Records of labeled points

--- Start ---

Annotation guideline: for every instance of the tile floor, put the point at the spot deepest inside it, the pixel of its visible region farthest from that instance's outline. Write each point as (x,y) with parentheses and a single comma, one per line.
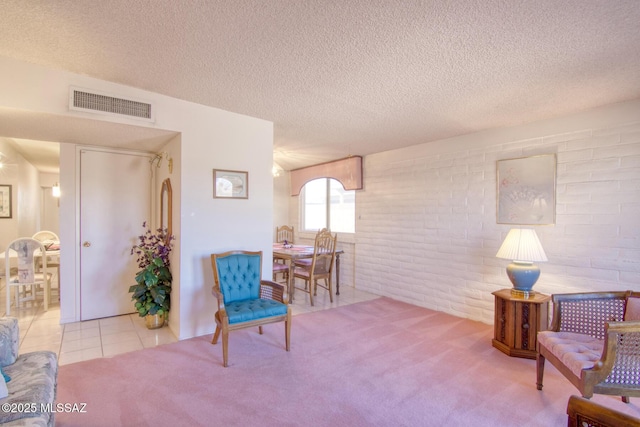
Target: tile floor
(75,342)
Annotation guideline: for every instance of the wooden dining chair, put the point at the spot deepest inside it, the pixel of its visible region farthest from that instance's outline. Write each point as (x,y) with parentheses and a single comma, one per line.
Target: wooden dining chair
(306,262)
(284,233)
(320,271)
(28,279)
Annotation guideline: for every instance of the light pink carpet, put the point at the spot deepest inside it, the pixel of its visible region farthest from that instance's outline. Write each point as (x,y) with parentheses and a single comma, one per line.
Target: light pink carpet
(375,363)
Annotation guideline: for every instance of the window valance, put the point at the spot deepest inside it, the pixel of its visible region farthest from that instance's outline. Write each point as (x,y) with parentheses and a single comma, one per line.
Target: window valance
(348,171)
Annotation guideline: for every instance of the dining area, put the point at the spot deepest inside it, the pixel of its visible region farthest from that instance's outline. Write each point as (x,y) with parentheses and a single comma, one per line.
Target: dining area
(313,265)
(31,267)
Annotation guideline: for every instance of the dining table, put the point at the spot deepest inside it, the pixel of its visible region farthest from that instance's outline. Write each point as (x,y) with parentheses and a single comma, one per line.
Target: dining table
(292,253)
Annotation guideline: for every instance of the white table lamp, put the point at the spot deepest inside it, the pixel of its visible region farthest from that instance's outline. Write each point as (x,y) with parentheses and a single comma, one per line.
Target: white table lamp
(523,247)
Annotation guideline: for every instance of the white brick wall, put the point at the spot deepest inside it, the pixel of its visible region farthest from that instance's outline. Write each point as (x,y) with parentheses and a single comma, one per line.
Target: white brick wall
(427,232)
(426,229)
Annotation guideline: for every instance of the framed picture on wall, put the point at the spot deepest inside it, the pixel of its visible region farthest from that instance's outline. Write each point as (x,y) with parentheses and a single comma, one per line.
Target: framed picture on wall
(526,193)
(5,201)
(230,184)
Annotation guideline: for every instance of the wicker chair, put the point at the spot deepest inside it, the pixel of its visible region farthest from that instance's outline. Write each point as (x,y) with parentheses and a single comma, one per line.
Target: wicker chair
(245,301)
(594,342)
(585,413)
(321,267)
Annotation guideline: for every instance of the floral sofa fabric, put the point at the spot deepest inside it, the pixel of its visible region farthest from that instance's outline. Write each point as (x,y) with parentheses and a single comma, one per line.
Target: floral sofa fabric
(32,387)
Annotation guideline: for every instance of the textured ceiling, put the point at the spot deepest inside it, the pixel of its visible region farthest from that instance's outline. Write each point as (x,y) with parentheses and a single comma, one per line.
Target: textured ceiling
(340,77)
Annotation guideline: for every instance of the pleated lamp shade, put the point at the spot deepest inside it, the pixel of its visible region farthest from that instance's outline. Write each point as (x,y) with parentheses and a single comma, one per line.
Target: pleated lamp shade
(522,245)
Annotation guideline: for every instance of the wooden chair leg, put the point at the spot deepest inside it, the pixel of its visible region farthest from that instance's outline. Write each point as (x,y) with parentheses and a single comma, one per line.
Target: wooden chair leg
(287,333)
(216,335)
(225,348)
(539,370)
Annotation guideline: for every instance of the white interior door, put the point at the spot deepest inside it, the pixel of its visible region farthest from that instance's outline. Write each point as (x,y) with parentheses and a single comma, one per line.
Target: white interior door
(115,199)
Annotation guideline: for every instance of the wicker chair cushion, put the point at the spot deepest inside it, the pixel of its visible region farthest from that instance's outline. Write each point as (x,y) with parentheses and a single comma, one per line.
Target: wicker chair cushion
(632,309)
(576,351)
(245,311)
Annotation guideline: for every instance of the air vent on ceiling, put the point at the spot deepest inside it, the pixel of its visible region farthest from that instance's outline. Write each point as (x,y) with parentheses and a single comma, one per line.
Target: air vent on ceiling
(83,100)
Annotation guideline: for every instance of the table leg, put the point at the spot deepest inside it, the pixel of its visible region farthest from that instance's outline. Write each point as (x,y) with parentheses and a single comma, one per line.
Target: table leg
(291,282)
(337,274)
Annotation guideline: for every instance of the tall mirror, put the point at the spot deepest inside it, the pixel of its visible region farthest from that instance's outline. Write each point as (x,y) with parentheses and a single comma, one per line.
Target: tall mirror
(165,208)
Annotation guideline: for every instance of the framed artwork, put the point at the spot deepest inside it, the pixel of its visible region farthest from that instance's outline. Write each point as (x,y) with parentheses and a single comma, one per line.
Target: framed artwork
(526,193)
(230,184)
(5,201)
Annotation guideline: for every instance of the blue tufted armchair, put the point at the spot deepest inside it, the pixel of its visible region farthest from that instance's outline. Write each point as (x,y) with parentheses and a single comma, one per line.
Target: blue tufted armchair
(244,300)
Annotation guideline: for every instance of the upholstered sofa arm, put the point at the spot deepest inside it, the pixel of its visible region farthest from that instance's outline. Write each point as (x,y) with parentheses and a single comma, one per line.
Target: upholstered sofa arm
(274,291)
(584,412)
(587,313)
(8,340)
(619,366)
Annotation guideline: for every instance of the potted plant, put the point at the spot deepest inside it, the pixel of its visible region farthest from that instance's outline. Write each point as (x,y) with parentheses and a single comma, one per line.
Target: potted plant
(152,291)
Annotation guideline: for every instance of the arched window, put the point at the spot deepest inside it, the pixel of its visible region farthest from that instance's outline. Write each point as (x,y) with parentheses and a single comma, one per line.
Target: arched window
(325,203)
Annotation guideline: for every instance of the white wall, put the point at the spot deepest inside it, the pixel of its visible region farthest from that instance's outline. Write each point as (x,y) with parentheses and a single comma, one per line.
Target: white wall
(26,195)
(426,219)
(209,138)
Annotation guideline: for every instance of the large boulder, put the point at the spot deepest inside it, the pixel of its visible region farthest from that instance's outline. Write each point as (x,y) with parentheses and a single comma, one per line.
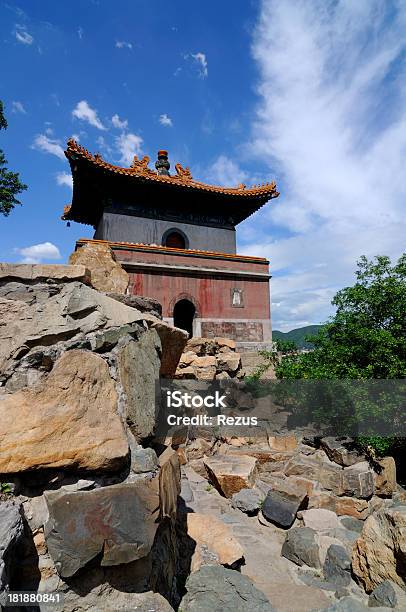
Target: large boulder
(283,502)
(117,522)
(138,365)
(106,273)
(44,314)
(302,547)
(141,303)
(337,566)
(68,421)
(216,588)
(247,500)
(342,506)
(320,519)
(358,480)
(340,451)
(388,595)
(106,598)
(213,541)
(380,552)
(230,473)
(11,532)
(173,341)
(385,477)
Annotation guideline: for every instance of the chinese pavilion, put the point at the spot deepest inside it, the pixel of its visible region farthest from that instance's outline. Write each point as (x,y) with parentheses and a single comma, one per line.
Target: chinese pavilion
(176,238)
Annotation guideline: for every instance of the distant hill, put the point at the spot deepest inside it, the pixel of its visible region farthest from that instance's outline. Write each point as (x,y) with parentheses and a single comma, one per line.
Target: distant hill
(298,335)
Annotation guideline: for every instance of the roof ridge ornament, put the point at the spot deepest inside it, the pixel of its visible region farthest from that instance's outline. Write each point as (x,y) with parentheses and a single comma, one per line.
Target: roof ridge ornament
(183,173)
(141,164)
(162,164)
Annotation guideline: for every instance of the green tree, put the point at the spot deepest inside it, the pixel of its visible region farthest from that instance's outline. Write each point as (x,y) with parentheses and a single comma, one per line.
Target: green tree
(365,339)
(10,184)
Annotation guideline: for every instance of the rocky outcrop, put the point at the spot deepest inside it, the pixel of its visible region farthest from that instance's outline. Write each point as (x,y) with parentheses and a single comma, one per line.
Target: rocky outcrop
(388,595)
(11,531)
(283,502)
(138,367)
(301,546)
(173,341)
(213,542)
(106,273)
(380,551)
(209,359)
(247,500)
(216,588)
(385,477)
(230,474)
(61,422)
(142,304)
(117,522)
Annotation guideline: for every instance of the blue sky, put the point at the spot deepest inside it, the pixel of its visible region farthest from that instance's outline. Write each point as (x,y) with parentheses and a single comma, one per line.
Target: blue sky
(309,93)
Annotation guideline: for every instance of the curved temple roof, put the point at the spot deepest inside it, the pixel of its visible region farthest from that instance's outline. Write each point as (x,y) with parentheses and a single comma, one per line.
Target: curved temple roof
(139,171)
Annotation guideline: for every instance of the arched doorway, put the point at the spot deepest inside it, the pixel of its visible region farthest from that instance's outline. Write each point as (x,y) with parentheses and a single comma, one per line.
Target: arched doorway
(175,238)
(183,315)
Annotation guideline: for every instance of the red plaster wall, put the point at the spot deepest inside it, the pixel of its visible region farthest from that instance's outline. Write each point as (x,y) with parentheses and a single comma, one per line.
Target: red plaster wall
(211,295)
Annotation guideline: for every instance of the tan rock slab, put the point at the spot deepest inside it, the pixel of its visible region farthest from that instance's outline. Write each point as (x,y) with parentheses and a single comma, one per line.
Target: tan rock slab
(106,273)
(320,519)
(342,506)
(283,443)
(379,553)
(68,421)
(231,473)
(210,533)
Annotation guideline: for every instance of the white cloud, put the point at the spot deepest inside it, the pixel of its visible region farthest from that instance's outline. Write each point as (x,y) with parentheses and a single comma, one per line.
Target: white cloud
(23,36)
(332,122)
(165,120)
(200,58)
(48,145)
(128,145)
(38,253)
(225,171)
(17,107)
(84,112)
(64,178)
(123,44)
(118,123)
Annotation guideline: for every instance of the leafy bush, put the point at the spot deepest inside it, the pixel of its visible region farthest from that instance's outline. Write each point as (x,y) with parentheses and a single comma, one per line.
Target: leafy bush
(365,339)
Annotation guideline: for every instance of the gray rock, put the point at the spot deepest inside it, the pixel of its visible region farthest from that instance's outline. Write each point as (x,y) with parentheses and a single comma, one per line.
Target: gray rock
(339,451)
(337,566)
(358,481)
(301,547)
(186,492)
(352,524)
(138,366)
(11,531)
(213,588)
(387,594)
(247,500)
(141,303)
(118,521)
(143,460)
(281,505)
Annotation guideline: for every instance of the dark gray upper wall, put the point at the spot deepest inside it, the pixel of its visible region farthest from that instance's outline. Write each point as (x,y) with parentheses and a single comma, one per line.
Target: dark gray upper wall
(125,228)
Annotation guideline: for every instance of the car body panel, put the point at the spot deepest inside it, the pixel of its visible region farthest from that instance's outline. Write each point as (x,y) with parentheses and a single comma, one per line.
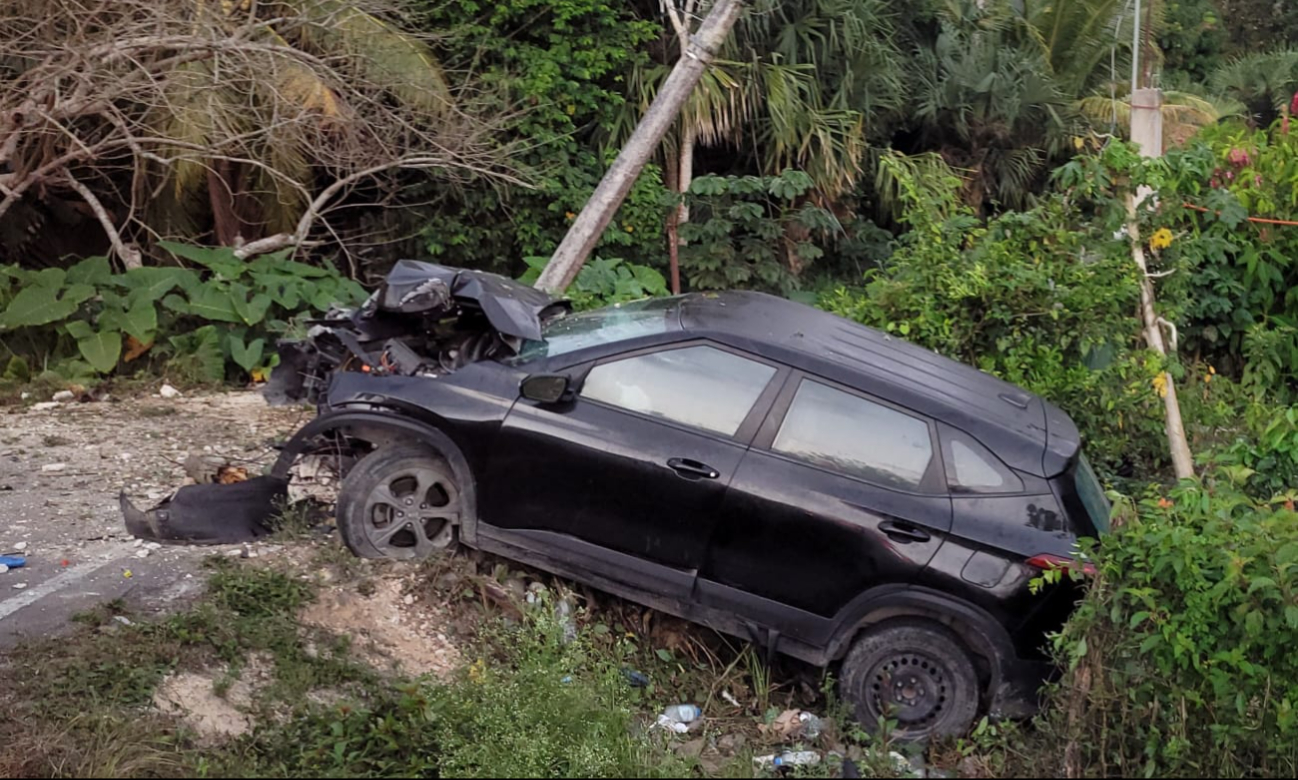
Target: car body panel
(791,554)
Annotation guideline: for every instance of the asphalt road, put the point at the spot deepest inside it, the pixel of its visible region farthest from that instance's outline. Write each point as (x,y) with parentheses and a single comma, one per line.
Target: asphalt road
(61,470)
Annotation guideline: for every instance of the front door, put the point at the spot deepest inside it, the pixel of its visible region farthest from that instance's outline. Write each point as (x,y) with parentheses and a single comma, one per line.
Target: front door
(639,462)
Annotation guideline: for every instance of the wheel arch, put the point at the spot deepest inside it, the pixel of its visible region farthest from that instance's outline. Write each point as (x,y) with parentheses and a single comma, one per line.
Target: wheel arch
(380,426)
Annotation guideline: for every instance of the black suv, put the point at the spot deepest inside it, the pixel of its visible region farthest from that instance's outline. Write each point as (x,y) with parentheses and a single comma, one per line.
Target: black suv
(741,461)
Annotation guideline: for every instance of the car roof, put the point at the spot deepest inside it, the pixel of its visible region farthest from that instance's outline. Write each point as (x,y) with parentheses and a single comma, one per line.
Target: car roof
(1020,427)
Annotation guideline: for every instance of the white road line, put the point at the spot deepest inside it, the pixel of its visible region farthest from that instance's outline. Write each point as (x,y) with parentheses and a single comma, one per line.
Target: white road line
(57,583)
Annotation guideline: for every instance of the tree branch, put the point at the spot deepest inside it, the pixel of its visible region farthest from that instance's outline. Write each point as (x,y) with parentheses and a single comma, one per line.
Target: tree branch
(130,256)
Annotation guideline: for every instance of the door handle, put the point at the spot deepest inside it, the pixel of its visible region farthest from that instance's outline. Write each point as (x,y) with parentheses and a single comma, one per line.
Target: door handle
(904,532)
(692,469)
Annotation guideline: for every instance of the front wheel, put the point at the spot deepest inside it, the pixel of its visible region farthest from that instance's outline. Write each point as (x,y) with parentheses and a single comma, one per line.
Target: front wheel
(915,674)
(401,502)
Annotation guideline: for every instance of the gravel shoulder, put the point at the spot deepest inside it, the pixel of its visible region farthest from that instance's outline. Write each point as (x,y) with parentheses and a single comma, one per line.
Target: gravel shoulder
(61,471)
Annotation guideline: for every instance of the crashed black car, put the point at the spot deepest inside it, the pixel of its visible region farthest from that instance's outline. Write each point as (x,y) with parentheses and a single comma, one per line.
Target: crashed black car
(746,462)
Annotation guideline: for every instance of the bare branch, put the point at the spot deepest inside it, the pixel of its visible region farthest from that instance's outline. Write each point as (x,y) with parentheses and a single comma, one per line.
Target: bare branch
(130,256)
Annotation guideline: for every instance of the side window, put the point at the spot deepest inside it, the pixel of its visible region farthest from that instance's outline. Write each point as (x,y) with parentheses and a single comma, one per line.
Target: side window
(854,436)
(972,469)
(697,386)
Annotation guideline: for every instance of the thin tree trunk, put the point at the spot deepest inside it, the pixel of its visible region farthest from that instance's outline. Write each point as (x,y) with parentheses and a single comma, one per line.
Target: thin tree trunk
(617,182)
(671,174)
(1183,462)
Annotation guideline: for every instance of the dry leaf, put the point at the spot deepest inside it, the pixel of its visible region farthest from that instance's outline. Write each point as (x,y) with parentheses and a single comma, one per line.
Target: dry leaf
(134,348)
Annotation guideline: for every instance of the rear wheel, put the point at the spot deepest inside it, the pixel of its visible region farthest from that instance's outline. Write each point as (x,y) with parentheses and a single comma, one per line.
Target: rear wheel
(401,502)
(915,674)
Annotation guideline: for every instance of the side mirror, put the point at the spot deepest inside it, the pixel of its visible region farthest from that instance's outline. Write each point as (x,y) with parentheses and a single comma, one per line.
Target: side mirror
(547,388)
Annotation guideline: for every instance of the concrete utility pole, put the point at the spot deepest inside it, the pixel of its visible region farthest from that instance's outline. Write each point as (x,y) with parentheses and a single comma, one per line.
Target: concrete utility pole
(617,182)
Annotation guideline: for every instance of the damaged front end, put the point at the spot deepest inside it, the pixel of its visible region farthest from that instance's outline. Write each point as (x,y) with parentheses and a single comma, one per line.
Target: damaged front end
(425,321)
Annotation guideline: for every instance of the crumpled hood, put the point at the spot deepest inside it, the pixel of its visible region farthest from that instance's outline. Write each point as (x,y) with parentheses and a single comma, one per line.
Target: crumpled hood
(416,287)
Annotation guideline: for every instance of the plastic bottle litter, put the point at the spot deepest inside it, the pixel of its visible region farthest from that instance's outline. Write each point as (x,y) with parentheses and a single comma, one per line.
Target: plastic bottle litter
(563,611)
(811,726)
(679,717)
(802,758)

--- End ---

| WHAT THE EXERCISE ASKS |
In the records, take the part that opens with the line containing "Annotation guideline: for every instance of the potted" and closes with the line containing "Target: potted plant". Write it out again with "potted plant" swapped for "houseplant", changing nothing else.

| RESPONSE TO THIS EXERCISE |
Annotation guideline: for every instance of the houseplant, put the point at the spot deepest inside it, the pixel of its visible region farthest from that instance's outline. Write each point as (x,y) with parentheses and a single comma, one per line.
Target: houseplant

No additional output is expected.